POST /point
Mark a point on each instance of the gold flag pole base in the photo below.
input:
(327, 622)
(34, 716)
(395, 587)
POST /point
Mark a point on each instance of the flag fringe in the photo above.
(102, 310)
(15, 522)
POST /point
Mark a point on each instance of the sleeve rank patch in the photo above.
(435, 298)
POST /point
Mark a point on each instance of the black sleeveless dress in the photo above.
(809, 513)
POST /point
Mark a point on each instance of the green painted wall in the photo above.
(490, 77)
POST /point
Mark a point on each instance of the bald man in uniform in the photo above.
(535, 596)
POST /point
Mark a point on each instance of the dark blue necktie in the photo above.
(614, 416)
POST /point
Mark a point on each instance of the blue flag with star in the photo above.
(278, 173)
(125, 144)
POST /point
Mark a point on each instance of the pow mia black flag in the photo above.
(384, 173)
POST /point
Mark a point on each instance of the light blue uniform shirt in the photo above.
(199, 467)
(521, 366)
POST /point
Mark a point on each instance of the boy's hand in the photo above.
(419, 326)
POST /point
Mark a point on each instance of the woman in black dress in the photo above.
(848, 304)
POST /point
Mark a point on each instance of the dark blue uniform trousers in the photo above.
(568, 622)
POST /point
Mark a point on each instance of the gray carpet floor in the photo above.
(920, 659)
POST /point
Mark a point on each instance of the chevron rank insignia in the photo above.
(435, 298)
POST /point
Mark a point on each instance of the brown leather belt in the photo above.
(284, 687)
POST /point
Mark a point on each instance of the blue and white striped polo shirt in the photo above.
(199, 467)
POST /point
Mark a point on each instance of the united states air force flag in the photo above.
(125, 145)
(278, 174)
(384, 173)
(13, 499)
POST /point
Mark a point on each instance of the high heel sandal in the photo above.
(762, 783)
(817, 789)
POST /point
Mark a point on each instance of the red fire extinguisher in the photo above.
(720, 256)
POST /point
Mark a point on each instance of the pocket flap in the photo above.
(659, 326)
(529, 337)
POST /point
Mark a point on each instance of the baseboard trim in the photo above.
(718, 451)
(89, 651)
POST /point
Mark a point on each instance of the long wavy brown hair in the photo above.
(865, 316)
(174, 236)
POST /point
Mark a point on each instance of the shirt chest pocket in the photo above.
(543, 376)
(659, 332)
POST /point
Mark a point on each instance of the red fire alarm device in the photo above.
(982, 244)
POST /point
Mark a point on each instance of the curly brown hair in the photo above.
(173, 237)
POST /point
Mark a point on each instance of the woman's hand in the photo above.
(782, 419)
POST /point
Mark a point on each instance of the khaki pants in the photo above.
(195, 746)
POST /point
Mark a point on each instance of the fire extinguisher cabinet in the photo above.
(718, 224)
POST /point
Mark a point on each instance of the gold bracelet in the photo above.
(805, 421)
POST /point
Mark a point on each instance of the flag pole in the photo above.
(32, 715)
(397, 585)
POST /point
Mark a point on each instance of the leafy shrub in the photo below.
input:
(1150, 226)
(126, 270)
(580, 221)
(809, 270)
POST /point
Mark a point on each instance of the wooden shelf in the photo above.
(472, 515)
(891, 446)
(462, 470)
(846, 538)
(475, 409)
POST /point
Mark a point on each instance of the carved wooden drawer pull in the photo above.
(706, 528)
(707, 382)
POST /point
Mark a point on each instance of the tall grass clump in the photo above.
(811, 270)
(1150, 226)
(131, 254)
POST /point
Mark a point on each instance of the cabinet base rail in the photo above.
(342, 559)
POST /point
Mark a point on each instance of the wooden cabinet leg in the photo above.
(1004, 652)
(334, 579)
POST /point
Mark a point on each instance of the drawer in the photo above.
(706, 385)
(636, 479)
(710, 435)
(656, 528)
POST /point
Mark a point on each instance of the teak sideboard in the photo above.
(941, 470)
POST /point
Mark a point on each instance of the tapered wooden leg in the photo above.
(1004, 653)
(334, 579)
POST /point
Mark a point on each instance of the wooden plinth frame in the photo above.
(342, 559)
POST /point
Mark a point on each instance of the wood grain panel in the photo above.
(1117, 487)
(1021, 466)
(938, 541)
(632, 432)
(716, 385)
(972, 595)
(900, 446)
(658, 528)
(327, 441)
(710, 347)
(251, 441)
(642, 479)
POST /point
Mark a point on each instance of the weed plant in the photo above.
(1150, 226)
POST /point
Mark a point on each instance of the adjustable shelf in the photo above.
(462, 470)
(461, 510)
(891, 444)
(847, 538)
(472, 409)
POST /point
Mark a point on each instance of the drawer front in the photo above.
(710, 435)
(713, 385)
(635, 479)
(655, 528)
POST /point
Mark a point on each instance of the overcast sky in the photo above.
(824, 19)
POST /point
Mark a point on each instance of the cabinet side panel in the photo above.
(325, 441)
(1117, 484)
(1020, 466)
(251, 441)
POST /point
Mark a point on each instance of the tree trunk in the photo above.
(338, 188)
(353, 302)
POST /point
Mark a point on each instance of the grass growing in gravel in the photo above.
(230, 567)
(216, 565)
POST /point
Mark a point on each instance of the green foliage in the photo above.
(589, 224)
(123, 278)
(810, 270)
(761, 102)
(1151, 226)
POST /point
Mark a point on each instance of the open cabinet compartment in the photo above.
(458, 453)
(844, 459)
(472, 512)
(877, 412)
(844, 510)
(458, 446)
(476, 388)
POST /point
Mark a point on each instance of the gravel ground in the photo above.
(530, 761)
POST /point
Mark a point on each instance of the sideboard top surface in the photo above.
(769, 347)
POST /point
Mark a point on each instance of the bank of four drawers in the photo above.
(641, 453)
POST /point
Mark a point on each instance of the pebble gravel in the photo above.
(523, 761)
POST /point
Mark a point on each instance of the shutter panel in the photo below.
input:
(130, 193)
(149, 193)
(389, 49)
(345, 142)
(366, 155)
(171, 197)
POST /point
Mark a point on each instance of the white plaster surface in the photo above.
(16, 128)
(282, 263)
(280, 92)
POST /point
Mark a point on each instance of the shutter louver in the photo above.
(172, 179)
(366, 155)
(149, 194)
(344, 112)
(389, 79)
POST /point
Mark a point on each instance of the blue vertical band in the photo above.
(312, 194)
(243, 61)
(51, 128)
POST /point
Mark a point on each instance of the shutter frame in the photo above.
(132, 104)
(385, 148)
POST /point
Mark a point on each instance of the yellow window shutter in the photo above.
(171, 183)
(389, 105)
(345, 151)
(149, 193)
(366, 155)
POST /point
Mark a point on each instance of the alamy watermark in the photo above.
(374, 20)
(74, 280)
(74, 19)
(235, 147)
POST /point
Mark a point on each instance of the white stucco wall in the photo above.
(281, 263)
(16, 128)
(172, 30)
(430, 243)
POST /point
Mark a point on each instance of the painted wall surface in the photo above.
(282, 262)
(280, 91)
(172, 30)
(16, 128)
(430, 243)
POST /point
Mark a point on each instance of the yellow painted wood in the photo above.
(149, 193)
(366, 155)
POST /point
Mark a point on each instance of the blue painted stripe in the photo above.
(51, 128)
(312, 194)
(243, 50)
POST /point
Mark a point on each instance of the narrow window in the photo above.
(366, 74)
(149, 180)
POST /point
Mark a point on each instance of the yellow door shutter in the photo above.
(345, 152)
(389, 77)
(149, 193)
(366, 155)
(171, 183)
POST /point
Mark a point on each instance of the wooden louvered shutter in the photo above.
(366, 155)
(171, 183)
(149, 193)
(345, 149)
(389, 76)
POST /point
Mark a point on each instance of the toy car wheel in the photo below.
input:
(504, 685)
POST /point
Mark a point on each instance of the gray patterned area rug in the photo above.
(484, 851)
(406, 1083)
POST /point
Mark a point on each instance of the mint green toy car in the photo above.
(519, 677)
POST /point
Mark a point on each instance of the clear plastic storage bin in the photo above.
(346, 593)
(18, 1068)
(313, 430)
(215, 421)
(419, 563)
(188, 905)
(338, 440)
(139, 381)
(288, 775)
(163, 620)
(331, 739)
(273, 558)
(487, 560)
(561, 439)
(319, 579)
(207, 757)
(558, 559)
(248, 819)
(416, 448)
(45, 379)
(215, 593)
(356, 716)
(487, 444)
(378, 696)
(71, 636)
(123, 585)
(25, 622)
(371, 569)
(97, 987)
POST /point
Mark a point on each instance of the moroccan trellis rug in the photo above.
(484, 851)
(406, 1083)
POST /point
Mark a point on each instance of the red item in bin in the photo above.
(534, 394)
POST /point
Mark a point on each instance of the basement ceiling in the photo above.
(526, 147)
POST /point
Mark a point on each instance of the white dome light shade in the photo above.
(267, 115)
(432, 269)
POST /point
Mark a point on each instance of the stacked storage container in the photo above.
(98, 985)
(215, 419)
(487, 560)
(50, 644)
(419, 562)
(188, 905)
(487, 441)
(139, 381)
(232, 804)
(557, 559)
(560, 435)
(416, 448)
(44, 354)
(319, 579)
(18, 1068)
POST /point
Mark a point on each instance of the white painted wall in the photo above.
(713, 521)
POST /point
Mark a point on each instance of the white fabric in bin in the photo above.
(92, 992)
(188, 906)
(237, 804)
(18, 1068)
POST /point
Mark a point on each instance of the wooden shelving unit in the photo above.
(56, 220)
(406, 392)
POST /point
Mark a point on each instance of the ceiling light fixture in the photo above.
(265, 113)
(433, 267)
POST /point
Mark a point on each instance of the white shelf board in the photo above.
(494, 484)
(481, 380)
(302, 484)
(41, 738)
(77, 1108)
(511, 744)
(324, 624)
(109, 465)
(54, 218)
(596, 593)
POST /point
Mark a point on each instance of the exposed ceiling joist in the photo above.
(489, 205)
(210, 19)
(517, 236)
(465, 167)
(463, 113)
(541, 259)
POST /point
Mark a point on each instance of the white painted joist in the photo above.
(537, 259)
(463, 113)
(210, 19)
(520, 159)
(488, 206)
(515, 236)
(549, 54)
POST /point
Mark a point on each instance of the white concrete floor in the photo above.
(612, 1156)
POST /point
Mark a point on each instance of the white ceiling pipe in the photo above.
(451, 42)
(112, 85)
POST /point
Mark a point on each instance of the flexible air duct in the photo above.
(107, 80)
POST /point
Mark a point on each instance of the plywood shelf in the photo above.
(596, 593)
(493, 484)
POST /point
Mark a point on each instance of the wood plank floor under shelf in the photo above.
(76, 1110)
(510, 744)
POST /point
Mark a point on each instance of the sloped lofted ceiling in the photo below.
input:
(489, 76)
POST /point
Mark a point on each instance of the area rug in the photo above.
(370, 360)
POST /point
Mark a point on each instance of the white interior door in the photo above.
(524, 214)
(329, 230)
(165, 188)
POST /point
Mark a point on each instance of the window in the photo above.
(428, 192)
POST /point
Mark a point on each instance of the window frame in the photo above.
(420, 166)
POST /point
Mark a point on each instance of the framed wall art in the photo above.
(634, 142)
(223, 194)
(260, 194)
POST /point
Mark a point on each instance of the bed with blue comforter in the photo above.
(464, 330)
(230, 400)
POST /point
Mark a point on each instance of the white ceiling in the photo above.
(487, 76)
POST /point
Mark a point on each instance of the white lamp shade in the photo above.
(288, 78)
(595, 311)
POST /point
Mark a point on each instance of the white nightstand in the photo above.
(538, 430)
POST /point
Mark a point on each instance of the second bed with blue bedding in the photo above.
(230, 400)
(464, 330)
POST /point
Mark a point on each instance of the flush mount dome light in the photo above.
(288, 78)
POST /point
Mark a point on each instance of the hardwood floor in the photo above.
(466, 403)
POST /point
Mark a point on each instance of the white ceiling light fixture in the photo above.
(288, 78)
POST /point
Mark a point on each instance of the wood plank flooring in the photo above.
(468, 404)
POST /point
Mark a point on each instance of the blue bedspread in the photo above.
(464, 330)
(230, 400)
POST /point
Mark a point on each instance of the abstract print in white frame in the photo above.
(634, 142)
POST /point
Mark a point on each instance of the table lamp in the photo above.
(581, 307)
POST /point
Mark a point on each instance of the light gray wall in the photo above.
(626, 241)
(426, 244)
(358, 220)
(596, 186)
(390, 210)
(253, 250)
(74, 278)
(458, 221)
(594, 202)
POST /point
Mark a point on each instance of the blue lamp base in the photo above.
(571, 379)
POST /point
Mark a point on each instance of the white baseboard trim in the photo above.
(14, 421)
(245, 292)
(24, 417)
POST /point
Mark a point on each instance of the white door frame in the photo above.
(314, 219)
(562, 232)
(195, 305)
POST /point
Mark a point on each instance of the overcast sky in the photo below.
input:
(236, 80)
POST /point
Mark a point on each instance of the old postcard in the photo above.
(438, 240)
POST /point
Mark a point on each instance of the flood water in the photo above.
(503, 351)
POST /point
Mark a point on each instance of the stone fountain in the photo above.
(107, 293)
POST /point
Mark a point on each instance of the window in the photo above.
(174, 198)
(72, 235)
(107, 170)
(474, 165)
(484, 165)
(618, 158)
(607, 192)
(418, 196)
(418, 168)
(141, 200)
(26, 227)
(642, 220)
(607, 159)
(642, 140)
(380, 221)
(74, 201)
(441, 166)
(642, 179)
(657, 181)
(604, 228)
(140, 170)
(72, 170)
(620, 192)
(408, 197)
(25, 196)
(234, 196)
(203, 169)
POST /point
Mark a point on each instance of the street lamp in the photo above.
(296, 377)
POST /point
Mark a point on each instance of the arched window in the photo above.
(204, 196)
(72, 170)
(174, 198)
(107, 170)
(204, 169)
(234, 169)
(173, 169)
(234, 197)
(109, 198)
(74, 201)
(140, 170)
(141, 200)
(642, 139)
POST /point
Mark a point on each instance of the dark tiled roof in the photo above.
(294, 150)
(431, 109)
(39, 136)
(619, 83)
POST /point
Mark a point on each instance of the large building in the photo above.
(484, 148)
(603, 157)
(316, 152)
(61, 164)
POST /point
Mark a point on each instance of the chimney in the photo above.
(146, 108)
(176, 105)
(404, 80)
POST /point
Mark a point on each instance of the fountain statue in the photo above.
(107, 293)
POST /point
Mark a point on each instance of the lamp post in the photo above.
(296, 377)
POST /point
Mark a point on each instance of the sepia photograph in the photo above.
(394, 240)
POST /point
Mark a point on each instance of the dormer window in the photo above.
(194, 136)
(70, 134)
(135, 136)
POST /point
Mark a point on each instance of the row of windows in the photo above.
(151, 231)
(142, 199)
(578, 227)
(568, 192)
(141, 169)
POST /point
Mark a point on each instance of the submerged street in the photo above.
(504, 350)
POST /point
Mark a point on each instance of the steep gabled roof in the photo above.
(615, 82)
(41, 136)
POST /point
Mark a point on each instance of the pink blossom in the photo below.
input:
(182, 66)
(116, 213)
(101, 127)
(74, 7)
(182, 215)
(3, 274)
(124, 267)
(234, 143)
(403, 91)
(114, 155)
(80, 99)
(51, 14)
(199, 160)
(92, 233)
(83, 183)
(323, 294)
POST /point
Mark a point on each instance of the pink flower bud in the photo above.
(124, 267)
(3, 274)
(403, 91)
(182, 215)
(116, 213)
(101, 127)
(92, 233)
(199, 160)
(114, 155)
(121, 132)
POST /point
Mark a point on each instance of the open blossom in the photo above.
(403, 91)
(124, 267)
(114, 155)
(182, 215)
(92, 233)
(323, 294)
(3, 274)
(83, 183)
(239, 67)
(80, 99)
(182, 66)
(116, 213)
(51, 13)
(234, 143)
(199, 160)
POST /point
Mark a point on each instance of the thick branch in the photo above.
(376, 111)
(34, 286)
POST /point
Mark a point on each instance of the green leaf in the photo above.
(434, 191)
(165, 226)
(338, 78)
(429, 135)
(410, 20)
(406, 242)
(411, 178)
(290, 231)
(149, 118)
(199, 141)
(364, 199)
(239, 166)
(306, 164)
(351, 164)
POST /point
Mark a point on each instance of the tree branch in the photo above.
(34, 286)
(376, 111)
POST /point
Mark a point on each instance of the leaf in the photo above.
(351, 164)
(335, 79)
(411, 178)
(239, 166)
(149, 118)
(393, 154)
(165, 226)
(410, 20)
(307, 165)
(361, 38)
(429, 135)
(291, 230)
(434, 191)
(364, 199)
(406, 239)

########################################

Write down, word for word, the lines above from the one containing "Mark a point on each instance of the chimney" through the one containing "Mark a point on each instance of the pink blossom", both ends included.

### EXERCISE ANSWER
Mark a point on each instance of the chimney in the photo above.
(146, 108)
(176, 105)
(404, 80)
POST /point
Mark a point on each instance of the fountain statue in the photo above.
(107, 293)
POST /point
Mark a point on each instance of the lamp post in the photo above.
(296, 377)
POST /point
Mark a point on each instance of the sepia photograph in the photo above.
(394, 240)
POST /point
Mark a point on each instance of the dormer window in the photo above.
(194, 136)
(70, 134)
(135, 136)
POST /point
Mark a point on each instance of the row of windows in the photo above.
(151, 231)
(142, 199)
(578, 227)
(568, 192)
(141, 169)
POST /point
Mark a point on each instance of the submerged street in the photo above.
(504, 350)
POST /point
Mark a point on each instance of the steep gabled roof in the photo above.
(615, 82)
(41, 136)
POST /point
Mark a point on each instance of the pink blossom in the photo below.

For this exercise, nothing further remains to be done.